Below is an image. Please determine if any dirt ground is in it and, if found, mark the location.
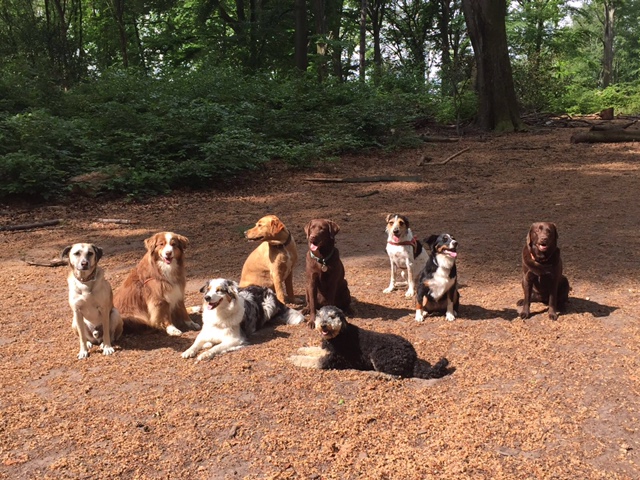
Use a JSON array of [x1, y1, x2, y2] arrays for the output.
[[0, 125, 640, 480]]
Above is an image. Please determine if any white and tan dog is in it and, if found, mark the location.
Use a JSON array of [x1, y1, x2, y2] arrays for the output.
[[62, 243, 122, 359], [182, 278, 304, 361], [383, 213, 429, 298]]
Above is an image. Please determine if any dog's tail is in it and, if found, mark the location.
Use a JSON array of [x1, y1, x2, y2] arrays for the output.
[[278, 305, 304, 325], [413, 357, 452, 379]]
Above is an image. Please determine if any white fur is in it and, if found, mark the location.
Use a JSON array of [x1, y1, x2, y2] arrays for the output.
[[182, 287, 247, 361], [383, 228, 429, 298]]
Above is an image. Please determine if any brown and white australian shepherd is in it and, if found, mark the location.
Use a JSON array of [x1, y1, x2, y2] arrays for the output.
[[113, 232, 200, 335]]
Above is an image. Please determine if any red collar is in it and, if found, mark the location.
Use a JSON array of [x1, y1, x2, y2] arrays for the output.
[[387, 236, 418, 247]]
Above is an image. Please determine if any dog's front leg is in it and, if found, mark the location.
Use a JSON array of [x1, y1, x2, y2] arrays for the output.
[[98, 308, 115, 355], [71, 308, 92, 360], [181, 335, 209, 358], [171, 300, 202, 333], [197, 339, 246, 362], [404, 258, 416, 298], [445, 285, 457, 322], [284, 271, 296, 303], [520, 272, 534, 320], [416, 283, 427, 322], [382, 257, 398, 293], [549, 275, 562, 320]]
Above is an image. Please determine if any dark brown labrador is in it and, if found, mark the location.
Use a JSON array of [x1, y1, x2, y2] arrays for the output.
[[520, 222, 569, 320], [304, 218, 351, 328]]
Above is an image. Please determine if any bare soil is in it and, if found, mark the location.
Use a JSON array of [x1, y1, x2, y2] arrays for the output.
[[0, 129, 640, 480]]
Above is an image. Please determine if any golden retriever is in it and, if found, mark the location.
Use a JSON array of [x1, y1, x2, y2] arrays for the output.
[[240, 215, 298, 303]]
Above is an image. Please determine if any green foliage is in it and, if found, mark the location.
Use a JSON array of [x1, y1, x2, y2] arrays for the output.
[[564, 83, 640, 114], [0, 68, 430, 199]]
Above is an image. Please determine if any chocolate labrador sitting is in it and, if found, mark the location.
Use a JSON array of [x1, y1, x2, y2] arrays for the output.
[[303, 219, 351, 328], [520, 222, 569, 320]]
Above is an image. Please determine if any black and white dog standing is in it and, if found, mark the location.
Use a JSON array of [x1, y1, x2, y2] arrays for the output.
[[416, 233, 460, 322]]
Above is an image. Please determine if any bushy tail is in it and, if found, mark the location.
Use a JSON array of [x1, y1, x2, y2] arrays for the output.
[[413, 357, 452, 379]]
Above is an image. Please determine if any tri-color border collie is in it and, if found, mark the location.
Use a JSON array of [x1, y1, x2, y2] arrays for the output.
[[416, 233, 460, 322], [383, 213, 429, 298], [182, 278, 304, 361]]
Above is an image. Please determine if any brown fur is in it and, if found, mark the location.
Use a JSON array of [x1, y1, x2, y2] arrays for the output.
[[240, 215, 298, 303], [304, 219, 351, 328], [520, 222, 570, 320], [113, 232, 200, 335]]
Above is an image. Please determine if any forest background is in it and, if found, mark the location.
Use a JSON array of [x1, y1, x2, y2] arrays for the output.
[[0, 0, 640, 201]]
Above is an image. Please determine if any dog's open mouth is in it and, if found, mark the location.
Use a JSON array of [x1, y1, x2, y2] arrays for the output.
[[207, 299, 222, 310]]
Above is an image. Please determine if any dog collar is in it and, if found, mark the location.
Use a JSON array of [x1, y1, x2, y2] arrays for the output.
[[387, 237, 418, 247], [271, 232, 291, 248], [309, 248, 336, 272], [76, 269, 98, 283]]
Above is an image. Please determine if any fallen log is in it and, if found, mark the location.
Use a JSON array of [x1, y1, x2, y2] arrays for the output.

··········

§ EXERCISE
Rewrite the material above with each instance of "mark the location" changed to "outline its position" and all other text left as it is. Omit the pictures from your version.

§ RESULT
Below is an image. Please determine if any dirt ground is in it and, if found, outline its position.
Use a JSON array of [x1, y1, x2, y2] arrays for the output.
[[0, 125, 640, 480]]
Above is an image. Please determine if any white and tan dog is in it and, if found, outline its position.
Use a JSON array of [x1, y1, x2, y2] arrays for the output.
[[62, 243, 122, 359], [182, 278, 304, 361], [383, 213, 429, 298]]
Above is an image. Please determine if any dog's tail is in it and, if found, outline its position.
Use a JSON array of [x1, y1, x2, y2] arrays for the output.
[[278, 305, 304, 325], [413, 357, 452, 379]]
Above is an image. Please determine if any white fur is in it and, if found, outline its position.
Use a JSON array of [x1, y1, x2, y2] arrays for the output.
[[182, 287, 247, 361], [383, 228, 429, 298]]
Above is an image. Please determine if any brown and white australian shepherd is in it and, if found, outline its position.
Use a JSON array of [x1, y1, x2, y2] arrays for the output.
[[113, 232, 200, 335]]
Above is an image. Please determine if any red collar is in it and, if found, outline its position.
Use a JSON array of [x1, y1, x2, y2] arrays for the output.
[[387, 236, 418, 247]]
Above is an image. Please determine if any dog's front leg is in it and, if found, outline its position.
Use a JSON array of [x1, y1, x2, y2] arrays for the output.
[[98, 308, 115, 355], [71, 308, 92, 360], [181, 335, 209, 358], [171, 300, 202, 333], [197, 339, 246, 362], [404, 258, 416, 298], [445, 285, 457, 322], [284, 271, 296, 303], [520, 272, 534, 320], [416, 283, 427, 322], [382, 257, 398, 293], [549, 275, 562, 320]]
Above is an image. Please determine if any dark brown labrador is in it and, if found, outline its position.
Use a JSON array of [x1, y1, x2, y2] arrays for the output.
[[520, 222, 569, 320], [304, 218, 351, 328]]
Above is an image. Please determine if any bare soil is in it and, if found, outline its position.
Use a JSON array of [x1, y1, x2, y2] arrays for the output.
[[0, 129, 640, 480]]
Above is an image. Please determine if any golden retriever is in it and, if found, outline its position.
Use a JSON array of [x1, y1, x2, y2] arrays for the output.
[[240, 215, 298, 303]]
Above is an image. Please determine if any green foliage is in it and, if found, outline its position.
Use a JSON array of [x1, y1, x2, y2] arrays for the output.
[[564, 83, 640, 114], [0, 68, 430, 199]]
Above is an image. Please determine if any chocolate labrador sitting is in it and, if found, outline its position.
Use a JSON array of [x1, y1, x2, y2] arrays for the output.
[[303, 219, 351, 328], [520, 222, 569, 320]]
Above is an image. Please determine if any black and white dog standing is in it and, if found, outline its position.
Use a JSON array of [x1, y1, x2, y2] arrays for the output.
[[416, 233, 460, 322]]
Above is an image. Please determine if any bushy tail is in it and, if found, outline its position.
Use a JSON array of [x1, y1, x2, y2] arrays for the output.
[[413, 357, 452, 379]]
Above is an image. Please determine if any tri-color border collie is in it and, if found, outline its position.
Use a JSON array of [x1, y1, x2, y2] arrays for the output.
[[416, 233, 460, 322], [383, 213, 429, 298], [182, 278, 304, 361]]
Above is an image. Please determine if any brown fur is in it and, if found, outline its position.
Use a JSON array of [x1, y1, x2, y2] arrays for the output.
[[240, 215, 298, 303], [304, 219, 351, 328], [520, 222, 570, 320], [113, 232, 200, 335]]
Above is an image. Please determine if any forest background is in it and, if found, outline its position.
Use a JSON array of [x1, y1, x2, y2] arrays for the output.
[[0, 0, 640, 201]]
Above is an image. Please determine if any dog's open mouth is in it and, if found, outline its position.
Use a JSON array of [x1, y1, x2, y2] arrays for the output.
[[207, 299, 222, 310]]
Above is an image. Please determine if any dog collar is in it and, if found, outline its position.
Use a JSON array of [x1, y1, x2, y2] arrays for the output.
[[387, 237, 418, 247], [271, 232, 291, 248], [309, 248, 336, 272], [76, 269, 98, 283]]
Above is an image. Please determine if any fallen log is in it and, if found, outline its position.
Use a JSON array of [x1, y1, x2, y2] arrays for the output.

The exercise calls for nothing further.